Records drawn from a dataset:
----
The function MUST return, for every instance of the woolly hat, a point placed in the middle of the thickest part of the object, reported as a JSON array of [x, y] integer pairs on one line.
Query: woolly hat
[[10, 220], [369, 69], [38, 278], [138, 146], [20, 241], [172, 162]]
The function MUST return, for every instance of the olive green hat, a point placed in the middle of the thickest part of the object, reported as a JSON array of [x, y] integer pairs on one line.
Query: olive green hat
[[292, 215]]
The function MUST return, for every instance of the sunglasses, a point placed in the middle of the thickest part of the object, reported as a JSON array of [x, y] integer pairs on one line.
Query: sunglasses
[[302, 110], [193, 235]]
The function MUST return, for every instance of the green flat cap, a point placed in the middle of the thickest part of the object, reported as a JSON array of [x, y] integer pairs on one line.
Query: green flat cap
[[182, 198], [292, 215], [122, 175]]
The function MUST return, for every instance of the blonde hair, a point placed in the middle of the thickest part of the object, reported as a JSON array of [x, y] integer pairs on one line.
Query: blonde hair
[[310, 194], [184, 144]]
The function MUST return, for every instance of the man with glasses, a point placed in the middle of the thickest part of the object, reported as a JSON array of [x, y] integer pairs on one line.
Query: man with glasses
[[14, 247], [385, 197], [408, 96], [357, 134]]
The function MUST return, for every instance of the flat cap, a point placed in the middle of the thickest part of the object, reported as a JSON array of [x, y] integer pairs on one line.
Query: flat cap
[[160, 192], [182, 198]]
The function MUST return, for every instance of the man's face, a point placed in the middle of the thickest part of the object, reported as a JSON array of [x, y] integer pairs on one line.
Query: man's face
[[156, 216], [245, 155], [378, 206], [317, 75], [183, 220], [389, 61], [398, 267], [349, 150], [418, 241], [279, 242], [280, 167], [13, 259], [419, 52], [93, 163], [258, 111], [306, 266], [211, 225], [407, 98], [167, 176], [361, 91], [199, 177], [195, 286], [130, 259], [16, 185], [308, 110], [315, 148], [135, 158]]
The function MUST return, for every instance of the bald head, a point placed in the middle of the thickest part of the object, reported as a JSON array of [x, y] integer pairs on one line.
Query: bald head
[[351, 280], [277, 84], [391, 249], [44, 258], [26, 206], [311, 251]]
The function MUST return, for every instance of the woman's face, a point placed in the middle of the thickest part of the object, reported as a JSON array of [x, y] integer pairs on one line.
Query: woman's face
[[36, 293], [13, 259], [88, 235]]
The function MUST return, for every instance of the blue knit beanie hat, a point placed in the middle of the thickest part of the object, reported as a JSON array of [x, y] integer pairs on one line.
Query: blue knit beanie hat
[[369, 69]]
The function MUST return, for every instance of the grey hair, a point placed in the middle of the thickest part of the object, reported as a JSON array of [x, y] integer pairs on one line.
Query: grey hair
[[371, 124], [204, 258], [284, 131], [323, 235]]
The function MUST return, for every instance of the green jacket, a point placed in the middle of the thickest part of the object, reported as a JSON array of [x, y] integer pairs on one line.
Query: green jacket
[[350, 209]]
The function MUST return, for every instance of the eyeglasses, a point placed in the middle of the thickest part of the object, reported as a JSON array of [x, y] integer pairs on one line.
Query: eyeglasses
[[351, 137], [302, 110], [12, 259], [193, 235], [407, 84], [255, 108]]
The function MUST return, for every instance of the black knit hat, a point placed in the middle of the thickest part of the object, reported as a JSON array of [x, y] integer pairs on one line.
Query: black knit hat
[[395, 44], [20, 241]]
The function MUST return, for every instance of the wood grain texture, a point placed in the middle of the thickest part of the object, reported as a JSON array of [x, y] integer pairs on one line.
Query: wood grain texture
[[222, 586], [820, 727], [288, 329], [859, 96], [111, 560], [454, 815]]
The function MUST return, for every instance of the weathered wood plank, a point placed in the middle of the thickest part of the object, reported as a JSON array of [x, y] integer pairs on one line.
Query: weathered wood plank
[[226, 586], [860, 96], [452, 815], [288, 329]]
----
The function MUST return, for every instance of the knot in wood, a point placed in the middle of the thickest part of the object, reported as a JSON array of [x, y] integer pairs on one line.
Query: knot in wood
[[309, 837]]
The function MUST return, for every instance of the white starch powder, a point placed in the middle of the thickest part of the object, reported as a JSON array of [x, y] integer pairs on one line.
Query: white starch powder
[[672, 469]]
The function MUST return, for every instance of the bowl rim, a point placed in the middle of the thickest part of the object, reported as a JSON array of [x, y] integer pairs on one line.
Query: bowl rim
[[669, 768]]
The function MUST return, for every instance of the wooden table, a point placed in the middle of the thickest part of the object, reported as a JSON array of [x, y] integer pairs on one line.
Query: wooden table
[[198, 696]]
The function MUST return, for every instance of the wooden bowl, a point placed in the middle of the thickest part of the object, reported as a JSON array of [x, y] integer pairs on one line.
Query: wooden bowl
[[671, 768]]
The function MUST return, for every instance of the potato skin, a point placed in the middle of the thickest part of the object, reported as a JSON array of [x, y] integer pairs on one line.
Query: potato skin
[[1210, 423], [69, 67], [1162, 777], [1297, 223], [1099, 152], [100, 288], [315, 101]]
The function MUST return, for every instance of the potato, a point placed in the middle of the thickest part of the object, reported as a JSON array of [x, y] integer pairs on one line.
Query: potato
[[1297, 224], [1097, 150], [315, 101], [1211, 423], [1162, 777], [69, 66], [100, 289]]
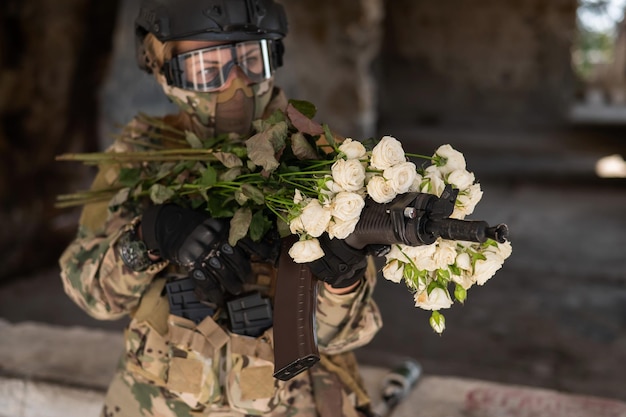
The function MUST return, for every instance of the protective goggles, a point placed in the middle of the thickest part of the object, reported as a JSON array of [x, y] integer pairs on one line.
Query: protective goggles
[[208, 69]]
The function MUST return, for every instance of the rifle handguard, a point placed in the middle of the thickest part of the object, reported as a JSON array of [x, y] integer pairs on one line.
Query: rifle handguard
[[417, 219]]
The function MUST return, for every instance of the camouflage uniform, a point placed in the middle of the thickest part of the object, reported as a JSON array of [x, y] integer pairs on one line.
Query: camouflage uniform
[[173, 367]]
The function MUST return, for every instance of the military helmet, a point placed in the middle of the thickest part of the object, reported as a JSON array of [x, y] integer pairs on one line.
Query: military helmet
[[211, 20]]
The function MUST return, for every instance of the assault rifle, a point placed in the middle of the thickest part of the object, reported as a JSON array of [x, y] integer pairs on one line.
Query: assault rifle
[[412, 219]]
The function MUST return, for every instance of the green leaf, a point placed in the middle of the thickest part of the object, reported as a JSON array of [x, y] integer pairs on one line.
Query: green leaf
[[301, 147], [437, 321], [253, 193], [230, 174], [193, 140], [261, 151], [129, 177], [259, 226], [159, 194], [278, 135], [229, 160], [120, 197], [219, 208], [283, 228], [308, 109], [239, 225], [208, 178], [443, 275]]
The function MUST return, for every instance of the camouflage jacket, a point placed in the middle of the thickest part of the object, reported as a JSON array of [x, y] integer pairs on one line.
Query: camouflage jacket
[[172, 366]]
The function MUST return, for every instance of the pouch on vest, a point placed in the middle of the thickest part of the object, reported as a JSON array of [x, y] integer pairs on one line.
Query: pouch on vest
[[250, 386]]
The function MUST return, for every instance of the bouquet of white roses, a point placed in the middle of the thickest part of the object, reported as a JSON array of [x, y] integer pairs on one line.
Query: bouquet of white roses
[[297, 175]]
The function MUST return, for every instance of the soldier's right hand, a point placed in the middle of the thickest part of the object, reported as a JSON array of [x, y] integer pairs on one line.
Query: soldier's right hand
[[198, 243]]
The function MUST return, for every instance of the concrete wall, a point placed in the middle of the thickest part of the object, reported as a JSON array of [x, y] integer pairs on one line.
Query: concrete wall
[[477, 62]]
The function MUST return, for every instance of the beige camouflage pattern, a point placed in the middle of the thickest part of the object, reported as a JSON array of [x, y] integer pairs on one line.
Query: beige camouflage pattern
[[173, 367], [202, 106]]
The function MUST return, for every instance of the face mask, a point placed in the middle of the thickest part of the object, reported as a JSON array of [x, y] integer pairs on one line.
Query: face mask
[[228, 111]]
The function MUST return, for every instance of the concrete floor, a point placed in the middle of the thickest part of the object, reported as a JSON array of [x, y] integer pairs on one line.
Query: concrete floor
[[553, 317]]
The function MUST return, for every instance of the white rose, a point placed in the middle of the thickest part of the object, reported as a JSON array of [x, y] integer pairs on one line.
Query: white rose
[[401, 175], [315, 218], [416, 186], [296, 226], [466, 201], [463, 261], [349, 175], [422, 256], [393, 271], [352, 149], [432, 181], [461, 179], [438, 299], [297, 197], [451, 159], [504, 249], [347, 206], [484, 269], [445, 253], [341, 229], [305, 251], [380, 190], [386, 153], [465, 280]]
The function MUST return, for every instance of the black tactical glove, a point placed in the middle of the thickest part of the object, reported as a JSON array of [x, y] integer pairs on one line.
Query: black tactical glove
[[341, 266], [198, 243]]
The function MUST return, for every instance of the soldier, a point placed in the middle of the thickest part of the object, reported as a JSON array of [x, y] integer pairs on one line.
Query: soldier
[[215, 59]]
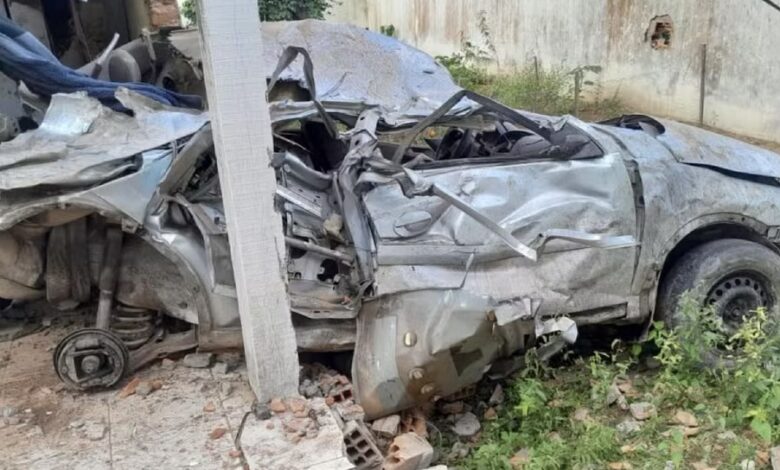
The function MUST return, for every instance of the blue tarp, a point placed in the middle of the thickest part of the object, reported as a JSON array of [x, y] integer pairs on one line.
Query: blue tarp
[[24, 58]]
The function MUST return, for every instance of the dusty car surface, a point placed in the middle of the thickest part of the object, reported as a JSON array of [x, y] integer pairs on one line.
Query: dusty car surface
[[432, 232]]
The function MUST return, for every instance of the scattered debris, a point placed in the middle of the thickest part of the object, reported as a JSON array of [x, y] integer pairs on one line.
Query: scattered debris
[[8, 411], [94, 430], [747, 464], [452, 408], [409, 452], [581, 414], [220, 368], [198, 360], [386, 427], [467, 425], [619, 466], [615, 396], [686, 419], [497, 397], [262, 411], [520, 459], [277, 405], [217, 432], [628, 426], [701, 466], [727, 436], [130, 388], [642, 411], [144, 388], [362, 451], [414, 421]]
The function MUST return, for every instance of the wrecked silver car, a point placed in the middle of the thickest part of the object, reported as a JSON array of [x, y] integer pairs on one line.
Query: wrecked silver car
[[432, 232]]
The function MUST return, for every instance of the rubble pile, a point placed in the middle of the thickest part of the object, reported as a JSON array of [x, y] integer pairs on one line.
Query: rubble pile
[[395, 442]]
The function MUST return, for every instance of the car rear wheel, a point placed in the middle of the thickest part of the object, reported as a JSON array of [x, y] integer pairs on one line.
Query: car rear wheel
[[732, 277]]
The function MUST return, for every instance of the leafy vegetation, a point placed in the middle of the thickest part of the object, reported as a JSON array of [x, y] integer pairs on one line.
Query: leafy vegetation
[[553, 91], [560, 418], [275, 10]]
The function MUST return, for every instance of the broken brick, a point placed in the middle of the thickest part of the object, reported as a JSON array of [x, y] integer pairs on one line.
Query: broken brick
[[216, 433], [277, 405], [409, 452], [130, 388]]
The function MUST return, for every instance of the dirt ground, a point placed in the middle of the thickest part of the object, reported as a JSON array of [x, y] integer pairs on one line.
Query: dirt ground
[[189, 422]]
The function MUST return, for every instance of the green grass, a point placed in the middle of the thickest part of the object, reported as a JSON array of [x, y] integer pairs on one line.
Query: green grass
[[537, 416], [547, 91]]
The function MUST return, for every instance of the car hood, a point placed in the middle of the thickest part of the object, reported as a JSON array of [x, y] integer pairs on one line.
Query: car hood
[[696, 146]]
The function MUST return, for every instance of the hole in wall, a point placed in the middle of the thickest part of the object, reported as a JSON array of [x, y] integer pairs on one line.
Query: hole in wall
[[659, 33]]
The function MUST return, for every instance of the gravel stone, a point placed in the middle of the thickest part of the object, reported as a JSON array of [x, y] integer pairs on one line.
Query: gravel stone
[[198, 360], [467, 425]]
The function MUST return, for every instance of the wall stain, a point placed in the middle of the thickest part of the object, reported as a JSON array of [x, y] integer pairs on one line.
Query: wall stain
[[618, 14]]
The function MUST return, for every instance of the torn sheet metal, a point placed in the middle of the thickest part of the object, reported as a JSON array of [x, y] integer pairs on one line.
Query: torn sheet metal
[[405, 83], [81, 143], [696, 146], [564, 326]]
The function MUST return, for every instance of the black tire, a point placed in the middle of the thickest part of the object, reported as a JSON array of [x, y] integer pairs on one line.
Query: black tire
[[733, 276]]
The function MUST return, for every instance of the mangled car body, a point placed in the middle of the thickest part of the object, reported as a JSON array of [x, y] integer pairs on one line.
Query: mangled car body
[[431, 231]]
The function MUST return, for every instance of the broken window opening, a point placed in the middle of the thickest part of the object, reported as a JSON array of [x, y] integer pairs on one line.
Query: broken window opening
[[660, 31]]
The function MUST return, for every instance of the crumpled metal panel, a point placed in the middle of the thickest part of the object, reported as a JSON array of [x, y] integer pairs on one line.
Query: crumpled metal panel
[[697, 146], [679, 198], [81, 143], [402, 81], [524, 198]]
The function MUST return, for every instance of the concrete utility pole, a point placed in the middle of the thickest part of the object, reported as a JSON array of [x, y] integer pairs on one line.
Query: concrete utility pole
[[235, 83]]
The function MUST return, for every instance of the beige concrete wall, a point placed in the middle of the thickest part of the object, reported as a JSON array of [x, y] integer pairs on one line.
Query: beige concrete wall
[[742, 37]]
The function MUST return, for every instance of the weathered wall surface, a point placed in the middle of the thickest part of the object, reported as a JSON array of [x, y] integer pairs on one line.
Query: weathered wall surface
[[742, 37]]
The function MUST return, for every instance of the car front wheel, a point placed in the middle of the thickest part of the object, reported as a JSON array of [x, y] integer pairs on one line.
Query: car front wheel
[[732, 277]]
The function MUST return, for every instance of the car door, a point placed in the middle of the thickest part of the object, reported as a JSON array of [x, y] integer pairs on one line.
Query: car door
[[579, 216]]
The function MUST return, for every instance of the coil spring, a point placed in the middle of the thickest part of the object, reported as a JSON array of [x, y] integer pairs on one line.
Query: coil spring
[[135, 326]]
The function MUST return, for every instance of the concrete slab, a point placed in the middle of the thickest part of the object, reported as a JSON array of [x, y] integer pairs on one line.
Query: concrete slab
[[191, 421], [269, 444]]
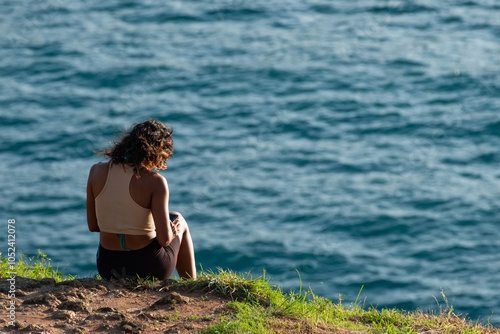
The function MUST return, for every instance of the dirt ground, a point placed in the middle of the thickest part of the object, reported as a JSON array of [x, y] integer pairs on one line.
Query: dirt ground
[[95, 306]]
----
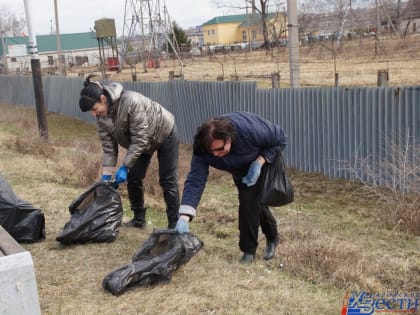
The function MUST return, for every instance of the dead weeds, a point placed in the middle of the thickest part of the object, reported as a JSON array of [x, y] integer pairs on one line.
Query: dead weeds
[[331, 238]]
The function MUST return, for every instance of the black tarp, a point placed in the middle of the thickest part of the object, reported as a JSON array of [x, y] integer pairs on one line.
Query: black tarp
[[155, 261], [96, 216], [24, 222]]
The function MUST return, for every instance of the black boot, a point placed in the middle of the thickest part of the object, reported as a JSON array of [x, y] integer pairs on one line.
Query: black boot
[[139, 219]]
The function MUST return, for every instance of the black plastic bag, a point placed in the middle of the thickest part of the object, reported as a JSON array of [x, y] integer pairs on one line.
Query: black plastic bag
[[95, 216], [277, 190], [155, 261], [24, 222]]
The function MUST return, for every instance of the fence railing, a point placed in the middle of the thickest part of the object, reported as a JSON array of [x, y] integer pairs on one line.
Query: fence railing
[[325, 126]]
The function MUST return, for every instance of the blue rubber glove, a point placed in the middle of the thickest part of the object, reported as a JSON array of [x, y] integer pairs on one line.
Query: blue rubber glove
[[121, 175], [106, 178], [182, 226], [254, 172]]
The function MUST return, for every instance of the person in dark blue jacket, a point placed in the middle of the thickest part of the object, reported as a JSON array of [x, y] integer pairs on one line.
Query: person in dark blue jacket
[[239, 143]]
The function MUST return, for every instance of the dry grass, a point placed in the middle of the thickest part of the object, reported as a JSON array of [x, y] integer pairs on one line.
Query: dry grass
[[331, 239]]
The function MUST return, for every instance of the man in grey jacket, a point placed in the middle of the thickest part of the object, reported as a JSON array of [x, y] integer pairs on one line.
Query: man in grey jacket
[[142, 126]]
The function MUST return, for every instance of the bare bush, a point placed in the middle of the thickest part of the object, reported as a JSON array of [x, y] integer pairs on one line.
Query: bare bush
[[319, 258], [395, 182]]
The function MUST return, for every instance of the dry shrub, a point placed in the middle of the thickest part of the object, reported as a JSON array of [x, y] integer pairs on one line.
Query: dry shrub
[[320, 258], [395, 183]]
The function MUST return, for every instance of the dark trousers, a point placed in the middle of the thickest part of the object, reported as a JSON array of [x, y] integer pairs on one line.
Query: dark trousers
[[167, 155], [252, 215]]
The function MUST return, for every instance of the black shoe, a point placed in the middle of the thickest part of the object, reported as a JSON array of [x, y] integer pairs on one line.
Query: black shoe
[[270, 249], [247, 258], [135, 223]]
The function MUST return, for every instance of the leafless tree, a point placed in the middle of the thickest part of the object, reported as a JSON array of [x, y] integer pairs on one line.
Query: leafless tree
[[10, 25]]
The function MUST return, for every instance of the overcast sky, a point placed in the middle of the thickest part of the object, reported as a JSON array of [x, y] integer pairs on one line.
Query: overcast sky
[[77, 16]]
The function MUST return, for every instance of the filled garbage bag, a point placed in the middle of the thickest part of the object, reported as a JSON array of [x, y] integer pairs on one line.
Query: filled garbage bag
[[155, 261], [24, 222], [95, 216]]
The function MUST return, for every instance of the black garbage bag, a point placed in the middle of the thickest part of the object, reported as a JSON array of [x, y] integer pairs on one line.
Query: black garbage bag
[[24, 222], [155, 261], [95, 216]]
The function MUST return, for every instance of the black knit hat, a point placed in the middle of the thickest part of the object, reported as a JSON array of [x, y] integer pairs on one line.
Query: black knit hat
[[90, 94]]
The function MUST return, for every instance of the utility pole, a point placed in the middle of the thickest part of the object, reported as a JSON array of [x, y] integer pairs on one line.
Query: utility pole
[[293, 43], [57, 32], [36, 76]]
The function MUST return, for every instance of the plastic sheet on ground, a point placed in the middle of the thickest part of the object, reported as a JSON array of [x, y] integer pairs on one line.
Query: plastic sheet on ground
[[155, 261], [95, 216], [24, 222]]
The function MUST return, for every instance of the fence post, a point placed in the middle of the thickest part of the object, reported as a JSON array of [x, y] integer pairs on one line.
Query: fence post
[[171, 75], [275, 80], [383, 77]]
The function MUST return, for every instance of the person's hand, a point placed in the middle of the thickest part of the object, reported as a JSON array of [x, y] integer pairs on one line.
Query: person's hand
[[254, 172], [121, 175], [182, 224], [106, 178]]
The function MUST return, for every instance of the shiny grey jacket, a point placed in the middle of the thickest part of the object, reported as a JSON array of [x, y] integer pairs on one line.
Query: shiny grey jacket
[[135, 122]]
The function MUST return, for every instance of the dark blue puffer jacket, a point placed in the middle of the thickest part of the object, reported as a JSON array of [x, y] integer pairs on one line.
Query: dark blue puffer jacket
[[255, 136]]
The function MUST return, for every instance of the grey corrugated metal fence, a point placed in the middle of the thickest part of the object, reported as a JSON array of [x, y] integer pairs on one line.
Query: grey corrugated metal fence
----
*TASK INSTRUCTIONS*.
Render the data as a numbered list, starting with the line that contains "The function MUST return, for every instance of the woolly" and going on through the line that contains "241], [172, 162]]", with both of those lines included. Leave out any blank lines.

*REPLY TO THE TASK*.
1. The function MUST return, for every instance of the woolly hat, a point placed in the middle of the thickest part of the object, reported as a JSON array of [x, y] integer pairs on one line.
2. Query: woolly hat
3. [[10, 220], [369, 69], [38, 278], [138, 146], [20, 241], [172, 162]]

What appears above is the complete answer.